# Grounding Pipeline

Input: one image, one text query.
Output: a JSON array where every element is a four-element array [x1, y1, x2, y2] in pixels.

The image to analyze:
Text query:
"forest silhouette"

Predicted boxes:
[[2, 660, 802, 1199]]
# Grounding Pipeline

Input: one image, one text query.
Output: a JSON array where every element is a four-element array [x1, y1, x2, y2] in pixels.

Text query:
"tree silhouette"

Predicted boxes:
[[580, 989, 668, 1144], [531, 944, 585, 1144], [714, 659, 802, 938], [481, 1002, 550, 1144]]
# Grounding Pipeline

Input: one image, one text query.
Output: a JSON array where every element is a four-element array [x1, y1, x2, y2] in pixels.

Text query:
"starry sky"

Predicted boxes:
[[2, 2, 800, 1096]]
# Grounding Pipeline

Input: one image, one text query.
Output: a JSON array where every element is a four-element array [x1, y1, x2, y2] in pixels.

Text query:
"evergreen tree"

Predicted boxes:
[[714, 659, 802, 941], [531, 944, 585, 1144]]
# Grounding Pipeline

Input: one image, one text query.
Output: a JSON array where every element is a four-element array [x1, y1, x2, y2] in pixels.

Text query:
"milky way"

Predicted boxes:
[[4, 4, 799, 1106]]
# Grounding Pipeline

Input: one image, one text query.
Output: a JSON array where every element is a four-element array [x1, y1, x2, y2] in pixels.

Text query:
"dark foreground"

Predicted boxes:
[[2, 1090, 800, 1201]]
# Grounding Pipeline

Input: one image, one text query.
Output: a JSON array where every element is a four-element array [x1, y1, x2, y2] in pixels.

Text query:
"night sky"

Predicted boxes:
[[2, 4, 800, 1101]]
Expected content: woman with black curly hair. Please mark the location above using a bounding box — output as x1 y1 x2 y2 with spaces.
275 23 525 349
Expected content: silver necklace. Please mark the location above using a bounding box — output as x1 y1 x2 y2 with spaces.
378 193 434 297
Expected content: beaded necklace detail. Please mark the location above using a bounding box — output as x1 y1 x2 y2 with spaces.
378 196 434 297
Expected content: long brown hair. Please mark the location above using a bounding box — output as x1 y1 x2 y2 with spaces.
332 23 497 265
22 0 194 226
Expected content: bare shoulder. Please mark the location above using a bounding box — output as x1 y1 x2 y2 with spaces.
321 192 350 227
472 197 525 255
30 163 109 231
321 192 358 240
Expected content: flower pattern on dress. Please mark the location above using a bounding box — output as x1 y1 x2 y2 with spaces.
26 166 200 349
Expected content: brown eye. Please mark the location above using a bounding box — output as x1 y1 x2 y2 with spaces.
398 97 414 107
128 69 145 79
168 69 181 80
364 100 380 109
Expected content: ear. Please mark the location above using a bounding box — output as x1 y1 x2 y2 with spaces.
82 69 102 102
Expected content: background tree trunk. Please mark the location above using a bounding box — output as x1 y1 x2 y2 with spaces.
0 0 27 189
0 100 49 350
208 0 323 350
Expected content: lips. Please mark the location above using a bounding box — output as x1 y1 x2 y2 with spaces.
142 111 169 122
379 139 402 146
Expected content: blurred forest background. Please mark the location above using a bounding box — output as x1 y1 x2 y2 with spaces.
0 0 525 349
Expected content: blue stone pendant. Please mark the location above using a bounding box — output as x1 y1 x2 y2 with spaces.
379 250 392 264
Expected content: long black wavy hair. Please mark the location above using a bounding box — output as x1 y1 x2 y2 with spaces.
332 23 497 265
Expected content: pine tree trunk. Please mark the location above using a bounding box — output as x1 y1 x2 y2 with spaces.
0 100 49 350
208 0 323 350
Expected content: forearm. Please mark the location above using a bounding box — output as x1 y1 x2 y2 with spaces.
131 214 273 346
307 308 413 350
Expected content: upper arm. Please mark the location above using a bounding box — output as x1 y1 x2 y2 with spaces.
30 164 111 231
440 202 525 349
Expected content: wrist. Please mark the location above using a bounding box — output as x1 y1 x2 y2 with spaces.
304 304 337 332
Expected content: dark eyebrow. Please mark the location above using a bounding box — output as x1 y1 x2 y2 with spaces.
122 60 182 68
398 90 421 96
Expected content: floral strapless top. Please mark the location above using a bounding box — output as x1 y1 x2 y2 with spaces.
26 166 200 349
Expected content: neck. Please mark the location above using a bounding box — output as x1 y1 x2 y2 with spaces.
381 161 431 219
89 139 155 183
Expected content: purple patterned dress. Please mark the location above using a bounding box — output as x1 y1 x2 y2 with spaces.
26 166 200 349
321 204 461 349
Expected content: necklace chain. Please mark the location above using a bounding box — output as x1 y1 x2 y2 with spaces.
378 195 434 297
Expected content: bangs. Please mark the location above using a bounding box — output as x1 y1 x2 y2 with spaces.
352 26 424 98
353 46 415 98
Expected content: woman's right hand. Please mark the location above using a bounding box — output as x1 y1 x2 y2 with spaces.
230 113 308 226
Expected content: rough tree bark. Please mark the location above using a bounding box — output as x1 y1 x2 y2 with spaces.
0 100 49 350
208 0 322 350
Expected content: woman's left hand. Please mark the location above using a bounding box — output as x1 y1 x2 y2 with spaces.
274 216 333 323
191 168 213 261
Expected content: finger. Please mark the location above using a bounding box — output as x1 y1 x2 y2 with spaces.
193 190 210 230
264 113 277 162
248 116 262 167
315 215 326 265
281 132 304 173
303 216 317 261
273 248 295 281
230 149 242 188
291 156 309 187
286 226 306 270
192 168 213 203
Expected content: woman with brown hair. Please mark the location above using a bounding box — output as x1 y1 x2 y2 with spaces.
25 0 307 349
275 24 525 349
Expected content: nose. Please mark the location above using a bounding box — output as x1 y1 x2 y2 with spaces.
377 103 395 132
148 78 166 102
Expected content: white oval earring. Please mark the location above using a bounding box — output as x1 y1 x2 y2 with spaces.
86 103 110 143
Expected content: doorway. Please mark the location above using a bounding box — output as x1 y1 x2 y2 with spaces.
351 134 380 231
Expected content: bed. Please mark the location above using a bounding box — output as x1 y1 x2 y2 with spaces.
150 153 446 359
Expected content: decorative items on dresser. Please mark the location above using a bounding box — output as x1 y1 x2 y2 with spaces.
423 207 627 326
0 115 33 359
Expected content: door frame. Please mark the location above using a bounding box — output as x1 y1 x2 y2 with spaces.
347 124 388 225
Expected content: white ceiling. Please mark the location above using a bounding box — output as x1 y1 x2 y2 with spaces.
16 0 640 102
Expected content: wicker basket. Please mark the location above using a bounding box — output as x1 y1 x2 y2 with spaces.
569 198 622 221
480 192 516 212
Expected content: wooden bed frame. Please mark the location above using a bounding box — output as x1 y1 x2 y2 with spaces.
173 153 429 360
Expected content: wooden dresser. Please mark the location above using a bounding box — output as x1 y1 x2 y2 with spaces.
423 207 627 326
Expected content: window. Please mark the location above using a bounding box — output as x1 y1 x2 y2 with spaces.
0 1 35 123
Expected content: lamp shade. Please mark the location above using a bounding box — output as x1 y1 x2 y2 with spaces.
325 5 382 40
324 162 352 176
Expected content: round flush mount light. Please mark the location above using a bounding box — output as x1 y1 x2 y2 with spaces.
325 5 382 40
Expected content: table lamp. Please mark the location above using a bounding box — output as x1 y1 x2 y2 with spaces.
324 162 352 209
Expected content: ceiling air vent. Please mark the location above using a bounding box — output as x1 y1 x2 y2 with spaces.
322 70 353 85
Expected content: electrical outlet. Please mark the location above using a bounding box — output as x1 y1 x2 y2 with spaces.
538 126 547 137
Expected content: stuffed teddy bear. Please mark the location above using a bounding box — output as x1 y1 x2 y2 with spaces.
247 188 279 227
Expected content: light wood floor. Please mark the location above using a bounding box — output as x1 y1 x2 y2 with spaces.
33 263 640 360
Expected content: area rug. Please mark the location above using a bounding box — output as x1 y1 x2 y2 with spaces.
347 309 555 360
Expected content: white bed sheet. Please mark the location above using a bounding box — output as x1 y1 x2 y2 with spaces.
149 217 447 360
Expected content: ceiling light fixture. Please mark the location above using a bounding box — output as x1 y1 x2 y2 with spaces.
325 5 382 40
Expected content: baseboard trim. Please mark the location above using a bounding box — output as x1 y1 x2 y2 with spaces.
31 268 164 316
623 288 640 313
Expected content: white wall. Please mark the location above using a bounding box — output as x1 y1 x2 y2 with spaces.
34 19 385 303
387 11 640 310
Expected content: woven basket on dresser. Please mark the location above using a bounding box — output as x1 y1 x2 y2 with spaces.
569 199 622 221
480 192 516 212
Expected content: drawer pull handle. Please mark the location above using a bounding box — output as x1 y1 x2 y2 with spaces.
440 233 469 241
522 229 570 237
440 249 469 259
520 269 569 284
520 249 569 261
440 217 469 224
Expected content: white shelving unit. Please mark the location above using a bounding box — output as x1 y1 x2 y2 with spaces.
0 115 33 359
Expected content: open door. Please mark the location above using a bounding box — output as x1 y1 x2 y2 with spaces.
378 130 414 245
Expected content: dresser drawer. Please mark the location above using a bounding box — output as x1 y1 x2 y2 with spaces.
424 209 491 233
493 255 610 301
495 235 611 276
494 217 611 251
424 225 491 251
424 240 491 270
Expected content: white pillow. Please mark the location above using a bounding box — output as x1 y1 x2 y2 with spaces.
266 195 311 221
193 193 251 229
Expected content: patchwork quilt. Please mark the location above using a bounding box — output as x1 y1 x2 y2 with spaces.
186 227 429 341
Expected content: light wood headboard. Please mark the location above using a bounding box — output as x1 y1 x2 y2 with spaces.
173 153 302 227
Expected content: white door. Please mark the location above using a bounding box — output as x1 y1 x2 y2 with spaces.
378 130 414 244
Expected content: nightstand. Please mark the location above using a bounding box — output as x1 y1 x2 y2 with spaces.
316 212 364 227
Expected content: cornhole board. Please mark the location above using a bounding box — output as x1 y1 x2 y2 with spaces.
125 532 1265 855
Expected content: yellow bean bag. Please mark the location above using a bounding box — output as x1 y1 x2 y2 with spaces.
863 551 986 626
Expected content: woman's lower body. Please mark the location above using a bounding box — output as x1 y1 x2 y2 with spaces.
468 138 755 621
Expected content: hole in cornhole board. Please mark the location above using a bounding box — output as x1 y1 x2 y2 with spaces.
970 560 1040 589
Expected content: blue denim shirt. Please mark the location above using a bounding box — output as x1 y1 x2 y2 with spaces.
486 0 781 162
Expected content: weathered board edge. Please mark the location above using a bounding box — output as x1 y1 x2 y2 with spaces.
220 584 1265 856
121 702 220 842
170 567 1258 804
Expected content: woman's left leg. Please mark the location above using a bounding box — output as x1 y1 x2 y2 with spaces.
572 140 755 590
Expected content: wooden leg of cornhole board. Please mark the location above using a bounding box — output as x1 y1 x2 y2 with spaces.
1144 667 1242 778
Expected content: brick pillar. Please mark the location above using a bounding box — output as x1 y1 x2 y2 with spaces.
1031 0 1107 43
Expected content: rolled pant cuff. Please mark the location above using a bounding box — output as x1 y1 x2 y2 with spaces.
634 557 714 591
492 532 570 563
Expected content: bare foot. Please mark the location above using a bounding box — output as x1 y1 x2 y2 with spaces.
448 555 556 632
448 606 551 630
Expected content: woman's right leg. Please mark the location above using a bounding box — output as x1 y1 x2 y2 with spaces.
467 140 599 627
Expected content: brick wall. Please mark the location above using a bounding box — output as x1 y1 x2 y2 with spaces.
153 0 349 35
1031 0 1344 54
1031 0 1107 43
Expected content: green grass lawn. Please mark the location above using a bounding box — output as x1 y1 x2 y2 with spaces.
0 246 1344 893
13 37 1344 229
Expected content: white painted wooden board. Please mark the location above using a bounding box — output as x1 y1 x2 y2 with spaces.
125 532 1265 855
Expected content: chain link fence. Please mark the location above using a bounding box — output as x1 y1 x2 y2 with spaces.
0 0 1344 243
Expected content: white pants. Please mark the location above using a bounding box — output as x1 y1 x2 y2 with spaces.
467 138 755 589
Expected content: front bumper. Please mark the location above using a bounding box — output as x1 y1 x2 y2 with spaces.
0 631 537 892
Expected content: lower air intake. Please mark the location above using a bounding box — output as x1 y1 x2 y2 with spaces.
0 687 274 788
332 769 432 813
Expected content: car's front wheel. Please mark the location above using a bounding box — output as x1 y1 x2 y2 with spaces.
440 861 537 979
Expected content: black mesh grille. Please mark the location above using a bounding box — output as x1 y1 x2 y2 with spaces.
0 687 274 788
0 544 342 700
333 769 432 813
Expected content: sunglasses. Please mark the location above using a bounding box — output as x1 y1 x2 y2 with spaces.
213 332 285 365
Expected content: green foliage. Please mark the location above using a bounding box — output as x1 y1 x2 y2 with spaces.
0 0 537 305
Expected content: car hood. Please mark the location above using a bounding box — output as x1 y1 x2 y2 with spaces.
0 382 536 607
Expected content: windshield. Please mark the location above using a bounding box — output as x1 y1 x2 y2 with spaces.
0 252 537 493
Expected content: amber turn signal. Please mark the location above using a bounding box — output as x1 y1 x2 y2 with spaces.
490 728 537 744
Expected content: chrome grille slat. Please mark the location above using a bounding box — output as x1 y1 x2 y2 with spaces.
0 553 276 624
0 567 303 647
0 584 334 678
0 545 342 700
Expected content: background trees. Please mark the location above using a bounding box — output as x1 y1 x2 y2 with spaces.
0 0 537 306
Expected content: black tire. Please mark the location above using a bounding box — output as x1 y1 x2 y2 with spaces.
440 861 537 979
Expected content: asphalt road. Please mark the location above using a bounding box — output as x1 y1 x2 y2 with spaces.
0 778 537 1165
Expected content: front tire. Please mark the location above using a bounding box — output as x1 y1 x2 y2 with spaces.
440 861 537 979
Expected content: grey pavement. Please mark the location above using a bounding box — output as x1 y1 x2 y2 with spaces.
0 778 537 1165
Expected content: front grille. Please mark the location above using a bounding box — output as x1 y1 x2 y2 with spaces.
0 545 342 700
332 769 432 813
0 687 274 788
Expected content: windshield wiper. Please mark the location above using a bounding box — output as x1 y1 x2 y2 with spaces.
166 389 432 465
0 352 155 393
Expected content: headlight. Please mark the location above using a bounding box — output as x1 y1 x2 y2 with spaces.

Required task:
Shift every box coordinate in the answers by adding 50, and write out the listing above from its first line up to and including the line with "[[2, 1090, 800, 1201]]", request text and all.

Result:
# Grounding Pipeline

Input: one image, one text query.
Output: a JSON array where every element is a four-element array [x1, y1, x2, y2] in pixels.

The image to analyze:
Text query:
"forest silhouette"

Predicted boxes:
[[52, 710, 852, 1249]]
# Grounding Pipeline

Input: one image, one text query.
Output: a JSON array where every element is a four-element array [x1, y1, x2, y2] in pixels.

Text query:
"tree silhouette"

Predicted boxes:
[[630, 1039, 718, 1194], [581, 994, 635, 1194], [764, 709, 852, 988], [531, 1052, 600, 1194]]
# Grounding Pipeline

Input: one image, one text query.
Output: a JSON array where every element is a four-element array [x1, y1, x2, y2] in pixels.

Text query:
"starry sky"

Predicted boxes:
[[52, 52, 850, 1146]]
# Grounding Pipeline

Input: one image, one text query.
Output: a JSON array where every element is a four-element array [x1, y1, x2, y2] in pixels.

Text query:
"evergreen tree"

Predicted boxes:
[[764, 709, 852, 991], [581, 994, 635, 1194]]
# Grounding Pipeline

Input: one image, one text query.
Output: a JSON array where every element is a four-element array [x1, y1, x2, y2] in pixels.

Text query:
"milky way"

Predicted boxes:
[[54, 54, 849, 1156]]
# Grounding Pipeline

Input: one image, one text query.
Output: a JSON array where every element is a four-element array [x1, y1, x2, y2] in pixels.

Text query:
"dark foreground"

Predicted boxes:
[[52, 1140, 850, 1251]]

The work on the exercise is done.